▶ _EXTRACTO DEL DOCUMENTO_:
Una ventana hacia los dieciséis, hacia esa edad en la que a un chaval le regalan una cámara y se enamora del cielo, y de las nubes y de las sombras de los árboles. Recuerdos que esbozan sonrisas, que crean nudos en la garganta, porque claro, eras tan tonto y ahora te crees que sabes pero no… nunca sabes.
Me encanta rebuscar en ese cajón en el que la única tela de araña que queda se escribe ahora con unos y ceros y no importa si se abre aquí o en Bután. Quizá las fotos no expresen nada, pero ahí está Andrés que toca la cruz porque ha llegado a la cima. No hay nubes sobre Villar. "¿¡Se ve el mar!?"… gritamos a los paracaidistas.

▶ _LA TAREA_:
Vuelve a escribir el extracto del documento desde "Una ventana hacia" hasta "no… nunca sabes.", ambos incluidos. Los datos no intervienen en esto.

▶ _DATOS SIN PROCESAR_:
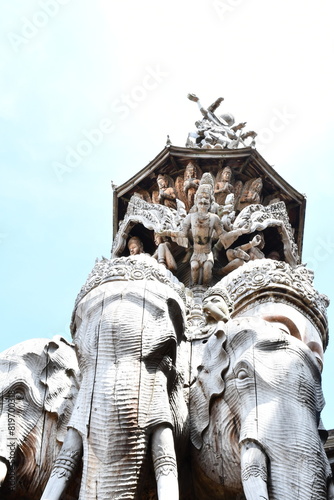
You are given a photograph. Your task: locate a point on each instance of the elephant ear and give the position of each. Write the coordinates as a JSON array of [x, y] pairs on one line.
[[209, 384], [60, 379]]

▶ _RESPUESTA_:
Una ventana hacia los dieciséis, hacia esa edad en la que a un chaval le regalan una cámara y se enamora del cielo, y de las nubes y de las sombras de los árboles. Recuerdos que esbozan sonrisas, que crean nudos en la garganta, porque claro, eras tan tonto y ahora te crees que sabes pero no… nunca sabes.